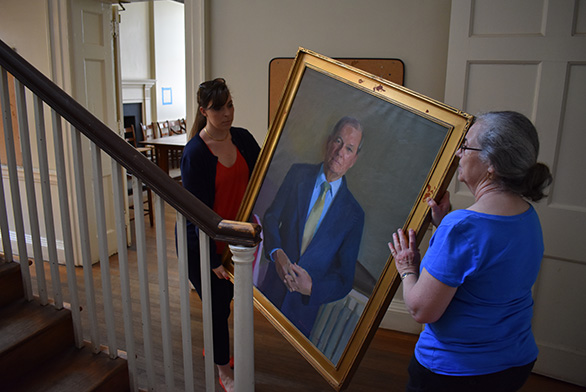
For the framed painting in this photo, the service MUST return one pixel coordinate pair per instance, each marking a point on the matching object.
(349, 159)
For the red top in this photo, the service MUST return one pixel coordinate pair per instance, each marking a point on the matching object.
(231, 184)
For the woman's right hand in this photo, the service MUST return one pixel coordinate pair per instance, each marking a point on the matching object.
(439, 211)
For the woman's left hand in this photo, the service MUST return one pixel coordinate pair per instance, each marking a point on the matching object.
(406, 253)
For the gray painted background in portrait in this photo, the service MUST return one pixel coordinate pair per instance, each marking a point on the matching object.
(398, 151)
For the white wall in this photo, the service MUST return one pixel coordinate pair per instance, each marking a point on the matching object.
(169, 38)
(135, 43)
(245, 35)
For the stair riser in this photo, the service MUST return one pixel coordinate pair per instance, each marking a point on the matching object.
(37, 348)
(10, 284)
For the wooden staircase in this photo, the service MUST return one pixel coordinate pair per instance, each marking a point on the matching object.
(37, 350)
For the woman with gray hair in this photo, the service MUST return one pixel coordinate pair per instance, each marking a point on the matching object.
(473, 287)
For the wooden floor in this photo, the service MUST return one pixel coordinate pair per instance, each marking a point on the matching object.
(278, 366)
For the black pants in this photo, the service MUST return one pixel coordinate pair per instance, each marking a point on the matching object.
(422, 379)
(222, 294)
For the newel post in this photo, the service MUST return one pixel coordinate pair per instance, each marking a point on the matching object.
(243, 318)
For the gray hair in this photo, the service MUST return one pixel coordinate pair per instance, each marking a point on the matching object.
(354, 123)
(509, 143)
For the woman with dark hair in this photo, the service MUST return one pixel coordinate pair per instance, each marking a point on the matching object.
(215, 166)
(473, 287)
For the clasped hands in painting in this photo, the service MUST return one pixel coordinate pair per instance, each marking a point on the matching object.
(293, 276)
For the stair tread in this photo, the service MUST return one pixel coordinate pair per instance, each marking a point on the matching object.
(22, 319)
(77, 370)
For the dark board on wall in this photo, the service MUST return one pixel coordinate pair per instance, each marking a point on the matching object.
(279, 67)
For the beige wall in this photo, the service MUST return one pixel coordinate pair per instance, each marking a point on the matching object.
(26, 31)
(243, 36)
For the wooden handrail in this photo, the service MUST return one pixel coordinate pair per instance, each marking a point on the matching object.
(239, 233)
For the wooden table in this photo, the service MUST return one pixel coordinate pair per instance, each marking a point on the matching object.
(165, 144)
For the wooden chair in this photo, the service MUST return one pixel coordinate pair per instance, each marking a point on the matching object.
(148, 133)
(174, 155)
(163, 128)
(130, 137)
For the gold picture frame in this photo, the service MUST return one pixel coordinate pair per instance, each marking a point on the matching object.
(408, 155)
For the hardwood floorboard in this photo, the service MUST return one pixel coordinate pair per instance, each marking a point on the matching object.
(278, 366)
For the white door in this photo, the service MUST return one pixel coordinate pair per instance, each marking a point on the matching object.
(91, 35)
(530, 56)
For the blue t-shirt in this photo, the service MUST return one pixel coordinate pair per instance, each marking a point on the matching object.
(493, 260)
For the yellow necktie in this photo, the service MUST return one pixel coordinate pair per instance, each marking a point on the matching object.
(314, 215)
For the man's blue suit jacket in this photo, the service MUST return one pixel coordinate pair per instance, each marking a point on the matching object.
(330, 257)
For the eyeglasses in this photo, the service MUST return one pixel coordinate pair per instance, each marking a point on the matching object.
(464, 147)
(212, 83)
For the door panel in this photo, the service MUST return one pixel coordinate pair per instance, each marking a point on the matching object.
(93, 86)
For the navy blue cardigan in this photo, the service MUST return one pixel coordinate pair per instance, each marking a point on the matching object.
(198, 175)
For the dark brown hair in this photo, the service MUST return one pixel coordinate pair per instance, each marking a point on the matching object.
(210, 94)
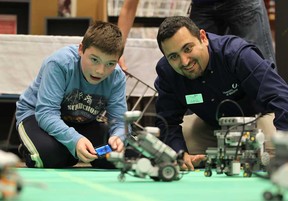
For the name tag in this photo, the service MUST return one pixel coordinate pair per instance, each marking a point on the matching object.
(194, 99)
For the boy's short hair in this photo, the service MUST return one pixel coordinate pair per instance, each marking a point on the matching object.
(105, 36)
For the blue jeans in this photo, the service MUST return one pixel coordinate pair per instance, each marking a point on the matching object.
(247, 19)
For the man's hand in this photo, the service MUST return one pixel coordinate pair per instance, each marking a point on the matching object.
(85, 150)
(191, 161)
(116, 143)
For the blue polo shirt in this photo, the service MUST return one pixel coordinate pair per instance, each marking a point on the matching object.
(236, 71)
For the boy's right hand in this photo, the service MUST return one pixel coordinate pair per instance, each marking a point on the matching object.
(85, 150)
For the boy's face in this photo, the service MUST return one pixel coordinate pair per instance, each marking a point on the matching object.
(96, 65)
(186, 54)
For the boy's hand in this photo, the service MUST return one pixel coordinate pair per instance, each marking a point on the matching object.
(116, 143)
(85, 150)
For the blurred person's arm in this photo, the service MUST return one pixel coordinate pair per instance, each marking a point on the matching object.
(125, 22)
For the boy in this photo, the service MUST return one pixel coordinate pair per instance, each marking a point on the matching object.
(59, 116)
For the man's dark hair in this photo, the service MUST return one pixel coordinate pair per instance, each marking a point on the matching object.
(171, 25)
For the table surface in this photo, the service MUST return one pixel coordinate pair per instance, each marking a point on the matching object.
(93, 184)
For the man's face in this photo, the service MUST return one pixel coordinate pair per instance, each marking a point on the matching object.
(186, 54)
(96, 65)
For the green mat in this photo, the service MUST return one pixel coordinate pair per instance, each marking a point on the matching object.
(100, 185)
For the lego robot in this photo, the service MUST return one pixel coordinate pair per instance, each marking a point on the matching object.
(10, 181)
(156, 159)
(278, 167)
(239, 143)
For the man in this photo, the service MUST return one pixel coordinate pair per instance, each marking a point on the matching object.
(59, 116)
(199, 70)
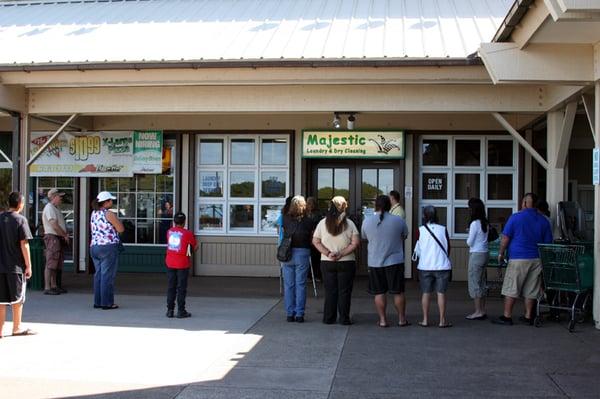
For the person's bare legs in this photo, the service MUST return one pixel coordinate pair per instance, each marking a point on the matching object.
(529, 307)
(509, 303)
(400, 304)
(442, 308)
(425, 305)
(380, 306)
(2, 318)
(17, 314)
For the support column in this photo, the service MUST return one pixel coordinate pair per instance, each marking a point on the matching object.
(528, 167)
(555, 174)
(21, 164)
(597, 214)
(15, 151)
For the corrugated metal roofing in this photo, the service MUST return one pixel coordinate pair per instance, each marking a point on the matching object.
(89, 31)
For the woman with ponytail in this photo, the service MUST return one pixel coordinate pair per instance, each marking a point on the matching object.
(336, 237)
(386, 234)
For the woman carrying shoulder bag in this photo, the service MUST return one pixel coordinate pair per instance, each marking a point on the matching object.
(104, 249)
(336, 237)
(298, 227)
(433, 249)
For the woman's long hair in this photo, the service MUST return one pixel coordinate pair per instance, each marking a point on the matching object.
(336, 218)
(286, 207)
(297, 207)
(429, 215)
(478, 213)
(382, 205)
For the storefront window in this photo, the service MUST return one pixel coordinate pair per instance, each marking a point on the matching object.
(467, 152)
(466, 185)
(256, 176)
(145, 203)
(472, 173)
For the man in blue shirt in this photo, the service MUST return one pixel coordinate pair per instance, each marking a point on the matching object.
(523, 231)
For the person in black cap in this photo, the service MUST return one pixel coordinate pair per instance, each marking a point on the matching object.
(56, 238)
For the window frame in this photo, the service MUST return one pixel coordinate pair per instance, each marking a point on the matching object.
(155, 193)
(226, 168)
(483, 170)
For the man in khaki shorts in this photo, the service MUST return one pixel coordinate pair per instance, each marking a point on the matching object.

== Exercise description ==
Repeat every line of the data exactly, but do not include pictures.

== Result for this exercise ==
For the framed painting in this photo, the service MUST return one pixel coordinate pair per instance, each marking a point on the matching object.
(349, 159)
For the red top in this photo, the service MUST return one pixel coordinate pair per instance, each marking a point on the matching object.
(231, 184)
For the woman's right hand in this photo, the service MUST return one pixel coordinate pair per instance, each marking a point on the matching object.
(439, 211)
For the woman's left hand in this photo, the service MUST return one pixel coordinate pair per instance, each marking a point on the matching object.
(406, 253)
For the gray painted background in portrait in this photo, the service MUST return one pixel coordinate pair per instance, each marking a point on the matching object.
(398, 151)
For the white wall in this photo, the service MUST return one pixel coordinate pair per instance, each marking a point on the matching object.
(169, 38)
(135, 43)
(245, 35)
For the stair riser in this photo, the service MUST return one pixel coordinate pair per instance, each marking a point on the matching object.
(37, 348)
(10, 284)
For the wooden staircase in this photo, the service MUST return one pixel coordinate pair per instance, each marking a point on the matching object.
(37, 350)
For the woman with gray hair in this photo, the service MUST return one pixel coordinate pair per instance, each marking a point on the matching object.
(473, 287)
For the wooden floor in this photo, the service MUST return one pixel coordinate pair per instance, each marking a point on the matching object.
(278, 366)
For the black pants in this photo, the service MUST return one pixel coordinate pair per instance, each marking a point on the matching object.
(422, 379)
(222, 294)
For the newel post in this photo, the service MUST return one pixel coordinate pair per instance, each marking a point on the matching object.
(243, 318)
For the gray hair in this photo, the service MUST return one pixel coordinate pair per instance, each marking a point on the matching object.
(354, 123)
(509, 143)
For the woman with dark hair in this photo, the service MUST return one pixel coordinate pair per instance, each marking a point on the matching object.
(215, 166)
(473, 287)
For the clasped hands in painting in this photo, the service MUST return one pixel coordinate pair per instance, each marking a point on the matching object.
(293, 276)
For the stair tread in this photo, the service MUST return one pixel coordinate pair per instance, each marking a point on the matching object.
(22, 319)
(77, 370)
For the dark board on wall in this photo, the service MUST return one pixel coordinate pair per instance, each marking a point on the matching object.
(279, 67)
For the beige wall in this photo, the service MUST return one pixel coordinate pair per instance, each marking a point on the matching object.
(26, 31)
(243, 36)
For the wooden handrail in this photo, the service MUST return one pixel coordinate pair per instance, each marking a point on the matching object.
(239, 233)
For the wooden table in this photo, the service MUST return one pixel coordinate pair per instance, each marking a point on the matching object.
(165, 144)
For the wooden chair in this photo, the service MUST return one pixel coordinate pair per instance, each marking a point on the matching object.
(148, 133)
(174, 155)
(163, 128)
(130, 137)
For the gold picture frame in this photo, the service MUST return one pixel coordinate pair per instance, each marking a point on the matching object.
(408, 155)
For the hardwood floorboard in this photo, the service MUST return one pixel coordinate pair per instance, each marking a point on the matching object.
(278, 366)
For the white door in this photo, the service MUST return one pixel coordinate pair per instance, each marking a point on the matching object.
(91, 35)
(530, 56)
For the blue t-shirt in this photo, the service MUST return one pixel coordinate pair per instance, each marking a point on the matching object.
(493, 260)
For the yellow necktie in this photo, the service MUST return one pixel coordinate pair per instance, each marking a point on the matching object.
(314, 215)
For the man's blue suit jacket in this photo, the service MUST return one pixel coordinate pair per instance, each marking a point on the matching object.
(330, 257)
For the eyeglasses in this photo, the service MUST return one pixel coordinate pair per instance, each marking a point on the matching object.
(464, 147)
(212, 83)
For the door panel in this photo, the service MUST return one pixel coordinate pair per instance, each marking a point on the matching object.
(93, 86)
For the navy blue cardigan in this photo, the service MUST return one pixel coordinate pair per instance, each marking a point on the matching object.
(198, 175)
For the dark brown hair in this photo, the service MUST return one pixel coordinate pair per instance, each marking a point on the matching object.
(210, 94)
For the name tag in this photo, the service MUST return one pixel coordinate pair per instance, each marking a point on the matching object.
(194, 99)
For the boy's short hair in this photo, the service MUST return one pixel coordinate pair per instance, each marking a point on the matching object.
(105, 36)
For the blue jeans in this photo, the service MUST return one pixel coordinate pair per instance, each marking a point on the matching object.
(247, 19)
For the man's hand in this photo, the service MUST return one pixel coordinate pair per instance, each marking a point on the matching object.
(85, 150)
(191, 161)
(116, 143)
For the blue polo shirt in this photo, the service MUST return one pixel coordinate pair per instance, each marking a point on the matching object.
(236, 71)
For the boy's right hand in this photo, the service MUST return one pixel coordinate pair per instance, each marking a point on the matching object.
(85, 150)
For the boy's face in this photo, the service MUST return one pixel coordinate pair per instance, each marking a point on the matching object.
(96, 65)
(186, 54)
For the boy's hand in this photo, the service MUST return one pixel coordinate pair per instance, each marking a point on the matching object.
(116, 143)
(85, 150)
For the blurred person's arm in this photo, the service MUST return one pixel coordinate pair per instance, each marking a point on the matching object.
(125, 22)
For the boy in this photo, the service MUST return one pixel coordinate pair per instance, each marking a point on the matching object.
(59, 116)
For the man's dark hair in this photo, the service MUST return one pixel coordinate pair per instance, each marking a point on the matching object.
(171, 25)
For the table surface in this photo, the service MUST return one pixel coordinate pair per instance, each marking a point on the matching object.
(93, 184)
For the man's face in this photo, the service MUST return one pixel coordinate pair per instance, each marking a point on the matching object.
(186, 54)
(96, 65)
For the green mat in this photo, the service MUST return one pixel coordinate pair per instance, each marking a point on the matching object.
(100, 185)
For the lego robot in this photo, the service MUST return one pixel coordinate pair per instance, each marking a point on the matching object.
(10, 181)
(156, 159)
(278, 167)
(239, 143)
For the man in this photo, the service MUST return one pixel coordinate pair per instance, each marking a point on the matching object.
(59, 116)
(199, 70)
For the person's bare legs in this photo, the service MUST return one pixel coordinate pair per instance, each marking a point on the matching object.
(529, 307)
(509, 303)
(400, 304)
(442, 308)
(425, 305)
(380, 306)
(2, 318)
(17, 314)
For the support column in this photo, the service MUST return one pixel coordinate pair per instance, each marking a point on the matching object.
(528, 167)
(555, 174)
(21, 164)
(597, 214)
(15, 151)
For the corrugated metal roofing in this photo, the service MUST return one pixel coordinate pair per instance, each marking a point on the matching object.
(89, 31)
For the woman with ponytail in this photo, the service MUST return one pixel coordinate pair per instance, each marking a point on the matching object.
(336, 237)
(386, 234)
For the woman carrying shoulder bag in this photo, the service MUST return one pixel coordinate pair per instance, each marking a point on the matching object.
(104, 249)
(336, 237)
(298, 227)
(433, 249)
For the woman's long hair in this photo, the service MUST return one pixel coordinate pair per instance, each marking a point on the matching object.
(336, 218)
(286, 207)
(297, 207)
(429, 215)
(478, 213)
(382, 205)
For the storefront window in this photo, the service MUST return one pixel coordinate pair per instance, each marking a point on the matching object.
(467, 152)
(466, 185)
(256, 176)
(145, 203)
(472, 173)
For the man in blue shirt in this photo, the service MUST return one pixel coordinate pair per instance, each marking a point on the matching object.
(523, 231)
For the person in black cap in this photo, the service MUST return one pixel coordinate pair per instance, each marking a point on the matching object.
(56, 238)
For the window frame in this photo, the service MUST return one pixel coordinate pair per instance, each marking a point on the matching object.
(155, 193)
(226, 168)
(483, 170)
For the man in khaki shorts in this photo, the service MUST return one pixel coordinate pair per instance, each marking a point on the matching object.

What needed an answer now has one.